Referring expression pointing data
━━━━━━━━━━

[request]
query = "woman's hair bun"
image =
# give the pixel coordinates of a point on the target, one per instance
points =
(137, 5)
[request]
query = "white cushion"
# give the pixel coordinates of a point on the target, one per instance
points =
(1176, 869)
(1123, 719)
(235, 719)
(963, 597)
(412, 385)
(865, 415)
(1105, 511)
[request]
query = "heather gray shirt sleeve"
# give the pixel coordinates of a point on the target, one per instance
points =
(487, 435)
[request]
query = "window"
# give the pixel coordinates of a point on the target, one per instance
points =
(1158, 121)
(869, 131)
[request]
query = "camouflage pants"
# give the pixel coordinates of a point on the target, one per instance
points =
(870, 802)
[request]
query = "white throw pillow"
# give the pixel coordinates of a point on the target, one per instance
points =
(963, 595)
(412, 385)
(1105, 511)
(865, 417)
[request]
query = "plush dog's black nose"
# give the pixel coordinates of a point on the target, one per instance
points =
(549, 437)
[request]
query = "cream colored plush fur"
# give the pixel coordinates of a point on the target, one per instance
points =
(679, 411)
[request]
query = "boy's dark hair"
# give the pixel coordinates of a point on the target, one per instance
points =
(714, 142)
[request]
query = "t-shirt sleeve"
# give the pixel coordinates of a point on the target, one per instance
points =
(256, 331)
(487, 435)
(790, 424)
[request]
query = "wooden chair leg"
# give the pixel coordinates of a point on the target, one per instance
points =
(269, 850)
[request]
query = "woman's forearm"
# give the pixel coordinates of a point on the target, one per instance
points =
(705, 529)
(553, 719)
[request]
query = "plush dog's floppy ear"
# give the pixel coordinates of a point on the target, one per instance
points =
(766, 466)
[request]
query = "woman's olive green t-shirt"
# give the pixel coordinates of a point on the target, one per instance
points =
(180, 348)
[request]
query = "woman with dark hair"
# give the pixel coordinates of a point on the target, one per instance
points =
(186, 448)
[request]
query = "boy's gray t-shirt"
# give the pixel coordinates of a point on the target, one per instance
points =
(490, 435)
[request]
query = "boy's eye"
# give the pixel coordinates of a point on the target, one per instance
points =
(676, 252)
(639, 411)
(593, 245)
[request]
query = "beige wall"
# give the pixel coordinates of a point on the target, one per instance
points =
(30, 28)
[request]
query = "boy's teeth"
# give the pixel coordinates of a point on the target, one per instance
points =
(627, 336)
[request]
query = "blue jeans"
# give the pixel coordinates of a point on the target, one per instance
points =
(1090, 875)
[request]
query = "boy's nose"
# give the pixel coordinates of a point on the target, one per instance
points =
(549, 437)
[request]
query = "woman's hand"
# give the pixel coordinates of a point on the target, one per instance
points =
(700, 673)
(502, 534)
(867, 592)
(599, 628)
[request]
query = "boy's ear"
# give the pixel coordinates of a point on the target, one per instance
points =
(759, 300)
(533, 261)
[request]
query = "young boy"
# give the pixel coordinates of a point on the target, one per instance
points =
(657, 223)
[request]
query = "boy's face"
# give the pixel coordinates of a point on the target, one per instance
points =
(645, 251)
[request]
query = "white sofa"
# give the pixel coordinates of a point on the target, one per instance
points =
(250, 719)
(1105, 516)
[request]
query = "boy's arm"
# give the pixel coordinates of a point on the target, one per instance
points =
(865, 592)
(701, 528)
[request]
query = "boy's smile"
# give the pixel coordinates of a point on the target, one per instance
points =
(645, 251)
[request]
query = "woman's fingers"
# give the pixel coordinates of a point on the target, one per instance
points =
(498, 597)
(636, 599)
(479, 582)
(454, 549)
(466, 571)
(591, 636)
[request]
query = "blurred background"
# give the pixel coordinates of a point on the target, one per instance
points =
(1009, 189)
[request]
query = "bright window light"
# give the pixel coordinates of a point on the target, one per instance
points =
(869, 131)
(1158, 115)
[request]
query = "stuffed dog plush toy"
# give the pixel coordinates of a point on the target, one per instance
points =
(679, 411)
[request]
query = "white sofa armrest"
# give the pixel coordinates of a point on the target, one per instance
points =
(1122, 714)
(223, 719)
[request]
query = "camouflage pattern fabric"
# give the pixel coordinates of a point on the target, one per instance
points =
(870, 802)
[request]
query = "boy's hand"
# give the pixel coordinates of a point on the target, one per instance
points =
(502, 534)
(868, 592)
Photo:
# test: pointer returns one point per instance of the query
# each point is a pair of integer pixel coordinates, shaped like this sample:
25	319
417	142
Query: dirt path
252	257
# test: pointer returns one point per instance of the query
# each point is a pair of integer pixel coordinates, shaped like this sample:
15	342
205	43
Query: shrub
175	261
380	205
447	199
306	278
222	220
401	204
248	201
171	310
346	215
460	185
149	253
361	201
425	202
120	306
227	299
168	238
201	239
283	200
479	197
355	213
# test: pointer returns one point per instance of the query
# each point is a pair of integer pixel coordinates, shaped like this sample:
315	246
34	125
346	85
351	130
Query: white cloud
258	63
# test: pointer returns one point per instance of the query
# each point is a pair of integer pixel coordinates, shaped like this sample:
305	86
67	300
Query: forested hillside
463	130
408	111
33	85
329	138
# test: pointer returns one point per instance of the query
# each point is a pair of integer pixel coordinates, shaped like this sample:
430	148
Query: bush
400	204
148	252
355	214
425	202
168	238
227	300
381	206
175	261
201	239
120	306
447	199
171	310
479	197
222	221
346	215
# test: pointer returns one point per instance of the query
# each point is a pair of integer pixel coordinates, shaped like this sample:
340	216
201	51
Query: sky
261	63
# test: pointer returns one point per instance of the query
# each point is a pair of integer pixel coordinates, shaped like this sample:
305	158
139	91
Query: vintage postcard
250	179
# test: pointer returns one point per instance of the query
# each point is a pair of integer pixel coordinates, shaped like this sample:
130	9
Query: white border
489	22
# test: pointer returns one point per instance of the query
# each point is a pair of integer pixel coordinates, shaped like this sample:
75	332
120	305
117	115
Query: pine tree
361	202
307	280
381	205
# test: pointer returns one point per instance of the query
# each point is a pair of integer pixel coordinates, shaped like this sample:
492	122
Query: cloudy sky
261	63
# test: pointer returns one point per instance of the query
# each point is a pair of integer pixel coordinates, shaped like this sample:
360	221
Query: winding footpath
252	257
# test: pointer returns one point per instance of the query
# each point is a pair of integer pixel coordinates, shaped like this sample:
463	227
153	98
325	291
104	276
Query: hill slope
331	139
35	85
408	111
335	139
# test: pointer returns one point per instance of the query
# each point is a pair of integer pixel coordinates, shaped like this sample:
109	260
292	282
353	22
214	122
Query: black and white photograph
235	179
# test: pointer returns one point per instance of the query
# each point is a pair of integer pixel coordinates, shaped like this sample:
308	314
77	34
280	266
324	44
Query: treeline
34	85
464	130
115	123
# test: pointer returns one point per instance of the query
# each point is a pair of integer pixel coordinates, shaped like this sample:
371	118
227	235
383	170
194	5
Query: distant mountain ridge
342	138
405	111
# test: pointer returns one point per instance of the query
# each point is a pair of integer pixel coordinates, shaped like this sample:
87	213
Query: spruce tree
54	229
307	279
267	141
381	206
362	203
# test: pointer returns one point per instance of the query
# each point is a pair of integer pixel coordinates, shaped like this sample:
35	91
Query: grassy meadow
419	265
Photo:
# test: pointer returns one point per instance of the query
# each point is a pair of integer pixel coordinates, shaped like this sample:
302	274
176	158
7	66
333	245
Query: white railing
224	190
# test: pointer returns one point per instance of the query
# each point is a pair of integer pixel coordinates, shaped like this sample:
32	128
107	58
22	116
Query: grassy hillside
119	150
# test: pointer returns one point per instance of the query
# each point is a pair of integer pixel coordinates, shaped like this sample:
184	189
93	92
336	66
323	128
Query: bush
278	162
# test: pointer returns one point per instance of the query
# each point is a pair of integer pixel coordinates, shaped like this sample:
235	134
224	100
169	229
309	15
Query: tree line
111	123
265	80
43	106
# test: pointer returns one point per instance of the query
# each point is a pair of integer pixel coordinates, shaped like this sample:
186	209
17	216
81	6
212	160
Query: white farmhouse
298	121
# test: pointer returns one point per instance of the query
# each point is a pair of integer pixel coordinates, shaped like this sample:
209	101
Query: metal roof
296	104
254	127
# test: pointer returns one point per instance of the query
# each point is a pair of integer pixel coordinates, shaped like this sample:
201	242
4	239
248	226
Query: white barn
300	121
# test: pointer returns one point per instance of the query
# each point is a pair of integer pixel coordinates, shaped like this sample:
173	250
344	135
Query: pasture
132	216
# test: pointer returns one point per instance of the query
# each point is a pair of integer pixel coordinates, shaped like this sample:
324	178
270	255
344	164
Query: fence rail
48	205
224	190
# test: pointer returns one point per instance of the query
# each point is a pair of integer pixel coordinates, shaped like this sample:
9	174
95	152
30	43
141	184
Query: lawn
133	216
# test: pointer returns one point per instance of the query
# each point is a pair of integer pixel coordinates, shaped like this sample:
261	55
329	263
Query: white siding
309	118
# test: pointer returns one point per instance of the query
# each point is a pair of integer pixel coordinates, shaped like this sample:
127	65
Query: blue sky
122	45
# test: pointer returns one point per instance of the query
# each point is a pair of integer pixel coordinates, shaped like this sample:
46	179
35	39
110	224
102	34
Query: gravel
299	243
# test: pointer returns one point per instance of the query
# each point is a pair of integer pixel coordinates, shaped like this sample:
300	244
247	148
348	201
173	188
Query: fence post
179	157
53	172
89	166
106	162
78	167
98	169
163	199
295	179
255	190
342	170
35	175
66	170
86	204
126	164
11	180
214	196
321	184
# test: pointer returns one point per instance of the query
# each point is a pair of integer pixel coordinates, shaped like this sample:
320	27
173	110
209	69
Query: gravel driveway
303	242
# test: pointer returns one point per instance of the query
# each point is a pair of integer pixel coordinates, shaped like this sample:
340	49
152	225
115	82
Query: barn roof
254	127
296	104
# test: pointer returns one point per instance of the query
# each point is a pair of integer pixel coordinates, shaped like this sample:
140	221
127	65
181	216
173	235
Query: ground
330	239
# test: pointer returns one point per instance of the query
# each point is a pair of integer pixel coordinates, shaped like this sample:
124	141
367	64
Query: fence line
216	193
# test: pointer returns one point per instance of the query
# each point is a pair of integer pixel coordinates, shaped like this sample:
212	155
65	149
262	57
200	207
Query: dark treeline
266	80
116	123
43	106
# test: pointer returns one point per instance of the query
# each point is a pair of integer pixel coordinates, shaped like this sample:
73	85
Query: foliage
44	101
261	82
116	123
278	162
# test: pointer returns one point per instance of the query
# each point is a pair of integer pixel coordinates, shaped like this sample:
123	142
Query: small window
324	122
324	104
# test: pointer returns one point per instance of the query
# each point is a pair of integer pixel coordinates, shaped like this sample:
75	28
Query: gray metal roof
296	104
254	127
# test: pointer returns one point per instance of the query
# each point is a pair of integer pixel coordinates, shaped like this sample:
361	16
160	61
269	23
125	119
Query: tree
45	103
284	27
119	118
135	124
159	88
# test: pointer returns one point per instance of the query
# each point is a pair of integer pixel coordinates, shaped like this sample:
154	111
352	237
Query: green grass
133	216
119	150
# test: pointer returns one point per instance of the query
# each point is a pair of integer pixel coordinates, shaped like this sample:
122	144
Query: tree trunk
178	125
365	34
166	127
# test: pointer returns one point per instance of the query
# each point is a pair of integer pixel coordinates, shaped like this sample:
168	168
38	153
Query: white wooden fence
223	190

━━━━━━━━━━

Which of the lines above hold the string "plush"? Copy each one.

Answer area:
query = "plush dog's black nose"
query = "cream colored plush fur"
query = "plush dog's floppy ear"
query = "stuffed dog plush toy"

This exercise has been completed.